- _EXERCISE GOAL_
Please read the immunotherapy excerpt below and state the age at which Boyer died.

- _EXCERPT PROVIDED_

Doctors are still at the beginning of understanding which patients will be helped by immunotherapy and which will not. Factors at play seem to include how many T cells have already made it into the tumor microenvironment, how hard it is for the immune system to recognize cancer cells, and even the patient’s makeup of gut microbes, Riddell says. Former President Jimmy Carter was almost 91 in August 2015 when he announced that his melanoma, the most lethal form of skin cancer, had spread to his liver and brain. News outlets readied their obituaries. But Carter received radiation and then an immunotherapy drug that releases the brakes cancer can put on the immune system, called checkpoint inhibitors. By December of that year, all evidence of his tumors was gone, and he has since celebrated his 97th birthday. It is likely that he saw such incredible benefits because his cancer resulted from years in the sun, which triggered a wide variety of mutations. That and damage from radiation made his cancer cells easier for his immune system to recognize once immunotherapy lifted the brakes.

Boyer, a Seattle resident, was diagnosed with advanced melanoma in her 20s, so her cancer was probably the product of fewer mutations. In 2013 she started a series of revolutionary treatments—some of which first became available in 2011—that prompted her immune system to identify, attack and shrink the tumors. But even unleashing the immune system was not enough to elicit a full-blown attack, and she died in 2019 at age 32.

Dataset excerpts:
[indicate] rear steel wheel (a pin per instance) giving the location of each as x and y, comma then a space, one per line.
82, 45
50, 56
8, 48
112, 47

- _WRITTEN RESPONSE_
Boyer died in 2019 at age 32.